### [Task inputs]
-- Opening Marker --

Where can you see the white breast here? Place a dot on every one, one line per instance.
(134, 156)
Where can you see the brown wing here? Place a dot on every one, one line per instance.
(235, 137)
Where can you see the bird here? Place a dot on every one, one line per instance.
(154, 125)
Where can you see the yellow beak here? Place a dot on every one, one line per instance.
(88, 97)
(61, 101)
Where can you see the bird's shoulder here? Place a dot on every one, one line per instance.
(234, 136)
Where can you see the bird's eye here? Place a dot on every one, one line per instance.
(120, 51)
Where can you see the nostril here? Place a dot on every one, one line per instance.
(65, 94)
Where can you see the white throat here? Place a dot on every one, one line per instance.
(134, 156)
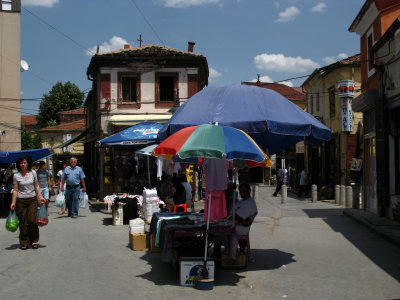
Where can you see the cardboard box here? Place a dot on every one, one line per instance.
(191, 269)
(138, 242)
(152, 243)
(118, 216)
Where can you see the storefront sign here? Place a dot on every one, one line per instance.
(346, 88)
(347, 115)
(300, 147)
(108, 166)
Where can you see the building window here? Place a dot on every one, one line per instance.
(6, 5)
(332, 110)
(166, 89)
(128, 90)
(370, 43)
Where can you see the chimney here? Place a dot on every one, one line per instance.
(190, 46)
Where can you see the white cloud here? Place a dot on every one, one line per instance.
(213, 74)
(288, 83)
(332, 59)
(281, 63)
(115, 43)
(289, 14)
(264, 78)
(46, 3)
(320, 7)
(186, 3)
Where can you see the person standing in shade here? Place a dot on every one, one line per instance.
(64, 209)
(280, 176)
(26, 198)
(304, 182)
(73, 177)
(45, 182)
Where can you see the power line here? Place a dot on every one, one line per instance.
(59, 31)
(148, 23)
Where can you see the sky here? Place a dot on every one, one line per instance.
(279, 40)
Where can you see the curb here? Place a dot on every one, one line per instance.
(97, 206)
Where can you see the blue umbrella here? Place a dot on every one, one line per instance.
(139, 134)
(270, 119)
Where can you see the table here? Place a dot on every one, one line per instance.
(180, 230)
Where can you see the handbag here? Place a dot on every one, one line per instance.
(60, 200)
(83, 200)
(42, 216)
(12, 221)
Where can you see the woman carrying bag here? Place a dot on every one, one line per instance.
(25, 200)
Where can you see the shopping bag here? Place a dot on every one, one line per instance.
(12, 221)
(51, 192)
(42, 216)
(60, 200)
(83, 200)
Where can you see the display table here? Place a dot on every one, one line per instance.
(185, 231)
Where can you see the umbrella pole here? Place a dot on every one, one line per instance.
(148, 170)
(204, 273)
(234, 197)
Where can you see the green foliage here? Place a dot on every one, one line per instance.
(62, 97)
(28, 141)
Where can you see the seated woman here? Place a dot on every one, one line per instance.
(245, 212)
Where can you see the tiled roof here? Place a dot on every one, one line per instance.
(149, 50)
(79, 125)
(288, 92)
(78, 111)
(29, 120)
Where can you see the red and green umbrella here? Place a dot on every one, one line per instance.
(214, 141)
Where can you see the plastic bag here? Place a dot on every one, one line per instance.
(83, 200)
(60, 200)
(12, 221)
(42, 216)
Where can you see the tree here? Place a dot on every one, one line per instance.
(62, 97)
(29, 141)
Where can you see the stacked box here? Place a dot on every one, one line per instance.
(150, 203)
(118, 216)
(138, 242)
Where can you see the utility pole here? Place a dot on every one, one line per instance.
(140, 40)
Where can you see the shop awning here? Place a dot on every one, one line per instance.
(72, 140)
(130, 120)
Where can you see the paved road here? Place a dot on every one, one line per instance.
(301, 250)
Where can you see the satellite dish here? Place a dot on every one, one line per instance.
(24, 66)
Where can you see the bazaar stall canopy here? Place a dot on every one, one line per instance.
(12, 156)
(270, 119)
(139, 134)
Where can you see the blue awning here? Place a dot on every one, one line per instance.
(139, 134)
(36, 154)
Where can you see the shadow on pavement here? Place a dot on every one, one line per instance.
(265, 259)
(18, 247)
(369, 244)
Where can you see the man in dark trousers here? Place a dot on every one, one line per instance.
(280, 178)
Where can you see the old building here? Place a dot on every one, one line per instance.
(324, 103)
(371, 23)
(132, 85)
(10, 91)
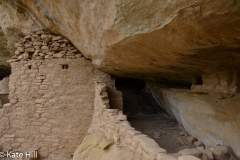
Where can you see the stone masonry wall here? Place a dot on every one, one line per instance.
(51, 106)
(4, 89)
(114, 125)
(221, 82)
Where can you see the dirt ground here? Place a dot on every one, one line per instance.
(164, 130)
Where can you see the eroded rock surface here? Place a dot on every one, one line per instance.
(212, 117)
(171, 41)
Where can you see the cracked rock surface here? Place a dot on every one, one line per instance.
(168, 41)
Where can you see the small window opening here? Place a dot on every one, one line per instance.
(65, 66)
(198, 81)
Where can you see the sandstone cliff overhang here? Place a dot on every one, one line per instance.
(167, 41)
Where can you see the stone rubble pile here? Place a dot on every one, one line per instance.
(41, 44)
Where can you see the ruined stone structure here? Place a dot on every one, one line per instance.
(50, 107)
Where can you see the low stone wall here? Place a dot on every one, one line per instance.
(4, 89)
(221, 82)
(51, 107)
(114, 125)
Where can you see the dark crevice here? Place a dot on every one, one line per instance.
(136, 99)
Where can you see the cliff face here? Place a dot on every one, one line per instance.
(168, 41)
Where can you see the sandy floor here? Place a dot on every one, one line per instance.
(164, 130)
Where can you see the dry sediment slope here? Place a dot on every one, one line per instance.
(169, 41)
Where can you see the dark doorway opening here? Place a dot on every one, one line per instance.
(136, 99)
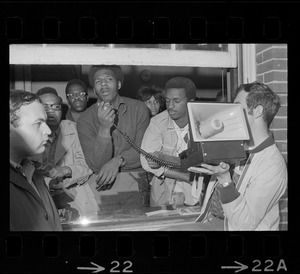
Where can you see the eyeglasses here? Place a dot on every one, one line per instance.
(76, 95)
(52, 107)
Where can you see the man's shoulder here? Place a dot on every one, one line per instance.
(161, 117)
(134, 102)
(86, 114)
(67, 124)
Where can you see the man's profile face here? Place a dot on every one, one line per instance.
(176, 103)
(78, 102)
(53, 116)
(241, 99)
(106, 85)
(31, 134)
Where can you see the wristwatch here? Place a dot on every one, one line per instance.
(225, 184)
(123, 161)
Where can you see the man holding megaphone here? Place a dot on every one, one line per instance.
(248, 194)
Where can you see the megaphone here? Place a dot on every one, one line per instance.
(217, 133)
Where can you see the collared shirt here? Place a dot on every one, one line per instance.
(133, 119)
(164, 136)
(253, 203)
(50, 148)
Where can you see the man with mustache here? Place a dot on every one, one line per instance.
(120, 182)
(31, 206)
(77, 96)
(166, 137)
(63, 162)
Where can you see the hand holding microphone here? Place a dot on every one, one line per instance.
(106, 115)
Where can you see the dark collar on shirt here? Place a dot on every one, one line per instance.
(55, 134)
(266, 143)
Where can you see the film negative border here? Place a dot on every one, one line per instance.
(149, 252)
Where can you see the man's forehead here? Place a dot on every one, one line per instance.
(76, 87)
(175, 92)
(49, 97)
(104, 72)
(35, 110)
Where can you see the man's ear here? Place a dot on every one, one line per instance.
(258, 111)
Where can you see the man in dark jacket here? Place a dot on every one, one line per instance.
(31, 206)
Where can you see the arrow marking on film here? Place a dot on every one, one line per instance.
(239, 268)
(97, 269)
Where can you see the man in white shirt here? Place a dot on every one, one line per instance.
(166, 137)
(252, 201)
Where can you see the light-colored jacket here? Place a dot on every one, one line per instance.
(69, 153)
(261, 187)
(161, 136)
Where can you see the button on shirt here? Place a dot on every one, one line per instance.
(50, 148)
(27, 169)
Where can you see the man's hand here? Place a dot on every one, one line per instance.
(107, 174)
(54, 184)
(163, 157)
(106, 115)
(221, 171)
(151, 163)
(54, 171)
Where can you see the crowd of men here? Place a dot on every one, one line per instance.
(83, 164)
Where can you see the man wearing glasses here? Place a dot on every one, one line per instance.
(63, 161)
(76, 93)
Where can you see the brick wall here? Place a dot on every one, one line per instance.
(271, 61)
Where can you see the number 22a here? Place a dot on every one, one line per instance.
(268, 267)
(127, 265)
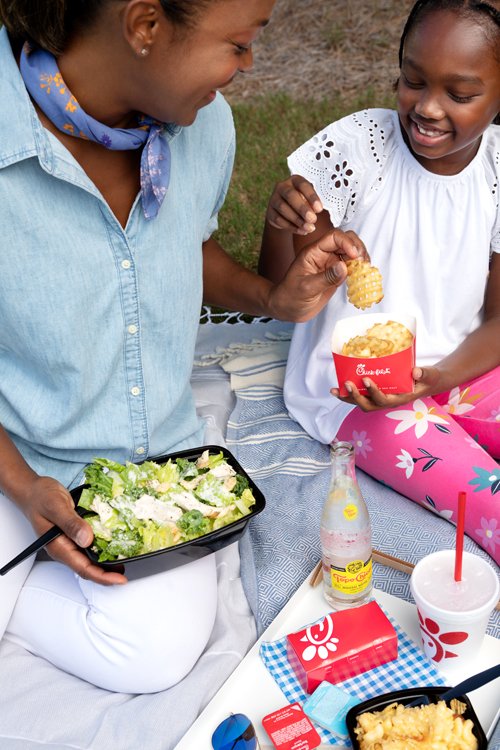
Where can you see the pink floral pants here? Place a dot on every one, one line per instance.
(434, 447)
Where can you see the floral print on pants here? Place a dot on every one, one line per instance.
(434, 447)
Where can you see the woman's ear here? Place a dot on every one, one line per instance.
(140, 23)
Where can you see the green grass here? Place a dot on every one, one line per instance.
(267, 130)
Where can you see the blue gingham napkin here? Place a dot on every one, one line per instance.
(411, 669)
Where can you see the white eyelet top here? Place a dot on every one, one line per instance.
(430, 235)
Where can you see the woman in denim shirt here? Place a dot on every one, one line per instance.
(106, 257)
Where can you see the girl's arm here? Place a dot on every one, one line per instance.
(292, 213)
(477, 354)
(45, 502)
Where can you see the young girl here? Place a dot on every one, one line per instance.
(420, 188)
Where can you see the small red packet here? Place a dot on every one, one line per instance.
(290, 729)
(342, 645)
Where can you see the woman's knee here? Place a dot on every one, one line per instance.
(167, 631)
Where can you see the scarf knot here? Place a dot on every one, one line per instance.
(46, 86)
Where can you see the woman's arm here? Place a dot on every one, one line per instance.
(308, 284)
(477, 354)
(45, 502)
(295, 219)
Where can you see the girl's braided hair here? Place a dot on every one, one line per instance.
(483, 12)
(50, 24)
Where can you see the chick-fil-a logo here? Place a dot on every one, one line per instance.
(320, 639)
(361, 370)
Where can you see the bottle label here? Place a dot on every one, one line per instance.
(354, 578)
(350, 512)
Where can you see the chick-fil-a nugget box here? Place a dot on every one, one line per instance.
(290, 729)
(392, 373)
(342, 645)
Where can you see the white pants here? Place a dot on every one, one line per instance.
(138, 638)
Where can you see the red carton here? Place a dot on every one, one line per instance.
(342, 645)
(392, 373)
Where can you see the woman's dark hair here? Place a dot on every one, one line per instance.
(50, 24)
(484, 13)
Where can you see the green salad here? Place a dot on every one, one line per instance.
(140, 508)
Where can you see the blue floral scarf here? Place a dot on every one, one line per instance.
(46, 86)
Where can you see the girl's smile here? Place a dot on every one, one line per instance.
(448, 91)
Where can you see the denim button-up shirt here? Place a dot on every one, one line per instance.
(98, 323)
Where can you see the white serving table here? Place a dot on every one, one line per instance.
(251, 690)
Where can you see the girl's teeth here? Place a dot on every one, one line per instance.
(429, 133)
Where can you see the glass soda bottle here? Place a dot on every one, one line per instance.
(346, 540)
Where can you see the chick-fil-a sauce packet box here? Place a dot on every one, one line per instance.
(392, 373)
(290, 729)
(342, 645)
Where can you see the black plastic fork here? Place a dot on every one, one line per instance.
(467, 686)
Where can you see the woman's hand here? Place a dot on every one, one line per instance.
(427, 383)
(294, 205)
(47, 503)
(314, 276)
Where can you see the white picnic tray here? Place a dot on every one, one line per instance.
(251, 689)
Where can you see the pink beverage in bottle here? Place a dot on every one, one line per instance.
(345, 534)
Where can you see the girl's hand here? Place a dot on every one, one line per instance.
(426, 379)
(294, 205)
(48, 503)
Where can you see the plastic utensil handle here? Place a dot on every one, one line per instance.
(37, 545)
(472, 683)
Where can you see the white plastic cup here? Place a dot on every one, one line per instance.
(453, 615)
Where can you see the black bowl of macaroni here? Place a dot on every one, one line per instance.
(385, 722)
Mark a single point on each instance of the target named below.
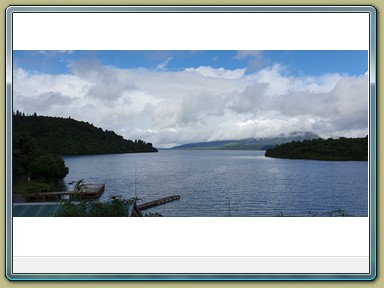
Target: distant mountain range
(250, 143)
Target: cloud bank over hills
(169, 107)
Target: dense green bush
(48, 166)
(116, 206)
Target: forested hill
(66, 136)
(342, 149)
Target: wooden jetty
(158, 202)
(87, 191)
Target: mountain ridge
(249, 143)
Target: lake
(228, 183)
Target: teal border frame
(198, 9)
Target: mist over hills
(250, 143)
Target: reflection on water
(212, 183)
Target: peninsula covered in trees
(66, 136)
(342, 149)
(38, 142)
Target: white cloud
(163, 65)
(201, 104)
(207, 71)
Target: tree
(49, 166)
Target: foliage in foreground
(115, 206)
(333, 213)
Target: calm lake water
(228, 183)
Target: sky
(170, 98)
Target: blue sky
(170, 98)
(306, 62)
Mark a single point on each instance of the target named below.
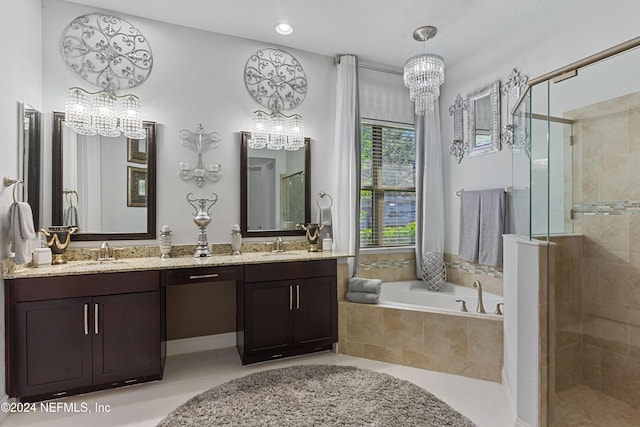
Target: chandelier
(423, 74)
(276, 131)
(103, 113)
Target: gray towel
(492, 220)
(468, 246)
(21, 231)
(360, 284)
(363, 297)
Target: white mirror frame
(493, 90)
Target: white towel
(325, 223)
(21, 231)
(363, 297)
(360, 284)
(468, 246)
(492, 220)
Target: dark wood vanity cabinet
(286, 309)
(71, 334)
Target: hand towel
(492, 221)
(468, 245)
(21, 231)
(359, 284)
(363, 297)
(324, 219)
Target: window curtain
(346, 161)
(429, 186)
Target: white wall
(549, 44)
(197, 77)
(19, 82)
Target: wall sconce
(276, 80)
(199, 141)
(276, 131)
(103, 113)
(109, 53)
(458, 146)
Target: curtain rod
(506, 190)
(336, 60)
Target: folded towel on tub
(363, 297)
(360, 284)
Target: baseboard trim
(204, 343)
(508, 397)
(3, 414)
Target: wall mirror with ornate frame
(105, 186)
(29, 158)
(483, 110)
(275, 190)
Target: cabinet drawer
(289, 270)
(185, 276)
(44, 288)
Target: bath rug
(316, 395)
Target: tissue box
(41, 257)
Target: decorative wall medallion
(106, 51)
(275, 79)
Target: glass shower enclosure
(580, 142)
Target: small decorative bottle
(165, 242)
(236, 240)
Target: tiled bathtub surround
(452, 343)
(402, 266)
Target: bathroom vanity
(87, 325)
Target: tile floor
(189, 374)
(582, 406)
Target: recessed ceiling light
(284, 28)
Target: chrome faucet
(104, 251)
(480, 308)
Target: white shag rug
(316, 395)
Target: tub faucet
(480, 308)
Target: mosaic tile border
(473, 268)
(616, 207)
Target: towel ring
(323, 194)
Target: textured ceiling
(378, 31)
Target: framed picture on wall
(136, 187)
(137, 150)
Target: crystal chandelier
(423, 74)
(103, 113)
(276, 131)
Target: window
(388, 191)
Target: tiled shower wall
(598, 281)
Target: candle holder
(202, 218)
(236, 240)
(312, 234)
(58, 238)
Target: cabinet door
(126, 336)
(268, 311)
(52, 346)
(315, 316)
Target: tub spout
(480, 308)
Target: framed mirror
(275, 190)
(29, 158)
(483, 110)
(105, 186)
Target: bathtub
(413, 295)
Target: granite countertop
(12, 271)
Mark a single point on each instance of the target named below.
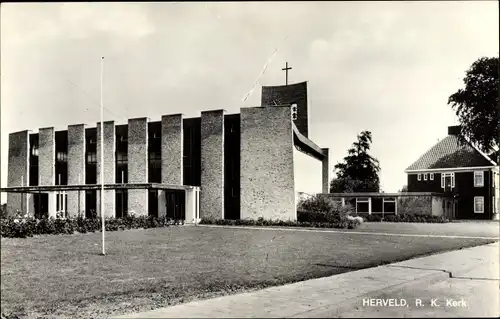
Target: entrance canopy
(307, 146)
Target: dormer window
(478, 179)
(448, 180)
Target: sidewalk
(474, 272)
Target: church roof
(449, 153)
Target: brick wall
(138, 165)
(325, 170)
(109, 167)
(17, 173)
(76, 168)
(415, 205)
(172, 149)
(46, 156)
(46, 164)
(212, 164)
(266, 152)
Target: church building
(218, 165)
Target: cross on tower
(286, 72)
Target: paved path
(388, 229)
(474, 279)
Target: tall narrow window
(478, 179)
(479, 204)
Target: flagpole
(102, 160)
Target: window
(479, 179)
(91, 158)
(362, 205)
(479, 204)
(294, 112)
(447, 180)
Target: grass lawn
(146, 269)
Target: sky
(386, 67)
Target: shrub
(322, 209)
(343, 222)
(406, 218)
(27, 227)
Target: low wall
(417, 205)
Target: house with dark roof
(468, 178)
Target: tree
(359, 170)
(477, 104)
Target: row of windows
(431, 176)
(449, 178)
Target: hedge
(404, 218)
(341, 223)
(27, 227)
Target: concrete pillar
(138, 165)
(326, 171)
(108, 167)
(18, 169)
(267, 164)
(76, 169)
(172, 147)
(212, 164)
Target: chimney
(454, 130)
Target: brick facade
(325, 171)
(109, 167)
(76, 168)
(212, 164)
(138, 165)
(46, 164)
(17, 174)
(172, 149)
(267, 167)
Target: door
(174, 200)
(41, 205)
(153, 202)
(121, 203)
(90, 203)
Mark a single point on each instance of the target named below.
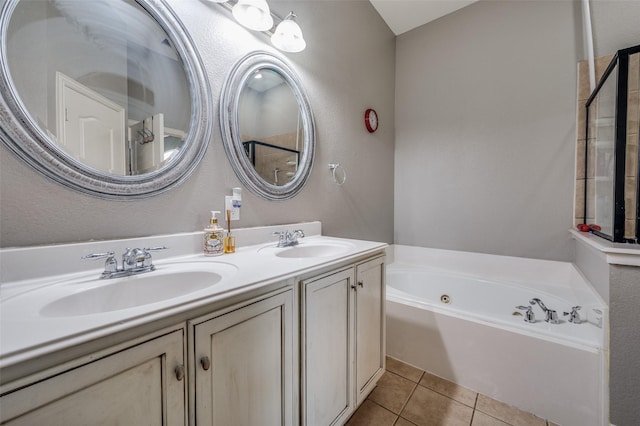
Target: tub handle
(529, 316)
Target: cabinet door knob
(205, 362)
(179, 372)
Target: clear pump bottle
(213, 237)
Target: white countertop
(26, 333)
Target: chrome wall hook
(334, 167)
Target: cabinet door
(328, 348)
(136, 386)
(370, 325)
(244, 365)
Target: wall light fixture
(255, 15)
(288, 35)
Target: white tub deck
(555, 371)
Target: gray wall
(624, 341)
(485, 129)
(342, 79)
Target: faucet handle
(552, 317)
(147, 262)
(529, 316)
(99, 255)
(110, 265)
(158, 248)
(574, 316)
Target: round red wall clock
(371, 120)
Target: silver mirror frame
(21, 134)
(230, 128)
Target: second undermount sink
(309, 249)
(167, 282)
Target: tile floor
(407, 396)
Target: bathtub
(454, 314)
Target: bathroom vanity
(285, 336)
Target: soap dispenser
(213, 237)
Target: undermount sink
(165, 283)
(309, 250)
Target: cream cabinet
(370, 325)
(137, 385)
(244, 364)
(342, 340)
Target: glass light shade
(253, 14)
(288, 35)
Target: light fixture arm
(228, 5)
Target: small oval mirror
(267, 126)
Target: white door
(147, 144)
(91, 128)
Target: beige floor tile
(403, 422)
(392, 392)
(405, 370)
(507, 413)
(481, 419)
(450, 389)
(429, 408)
(371, 414)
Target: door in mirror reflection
(270, 126)
(123, 72)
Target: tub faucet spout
(551, 315)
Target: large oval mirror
(267, 126)
(108, 97)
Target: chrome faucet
(134, 261)
(551, 315)
(288, 238)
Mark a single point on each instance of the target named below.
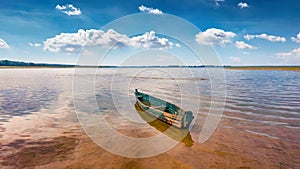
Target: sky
(248, 32)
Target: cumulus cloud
(271, 38)
(68, 9)
(3, 44)
(243, 5)
(71, 42)
(296, 39)
(34, 44)
(143, 8)
(217, 2)
(235, 59)
(294, 54)
(291, 57)
(214, 37)
(243, 45)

-- Closing Marker --

### [Task description]
Give again, unchanged, only the lines from the line containing "Target: soap dispenser" to the last line of the records above. Pictures do not belong in the copy.

### [Task response]
Target: soap dispenser
(213, 237)
Target: undermount sink
(165, 283)
(309, 250)
Target: cream cabinet
(370, 325)
(137, 385)
(244, 364)
(342, 340)
Target: glass light shade
(253, 14)
(288, 35)
Target: light fixture arm
(228, 5)
Target: small oval mirror
(267, 126)
Target: white door
(147, 144)
(91, 128)
Target: beige floor tile
(403, 422)
(392, 392)
(405, 370)
(507, 413)
(481, 419)
(450, 389)
(429, 408)
(371, 414)
Target: door in mirror reflection
(270, 126)
(123, 72)
Target: tub faucet spout
(551, 315)
Target: large oval mirror
(267, 126)
(108, 97)
Target: chrome faucet
(134, 261)
(551, 315)
(288, 238)
Mark a single point on each instance of the target named below.
Target: sky
(248, 32)
Target: cumulus cloud
(271, 38)
(68, 9)
(3, 44)
(243, 5)
(71, 42)
(296, 39)
(34, 44)
(143, 8)
(217, 2)
(235, 59)
(294, 54)
(291, 57)
(214, 37)
(243, 45)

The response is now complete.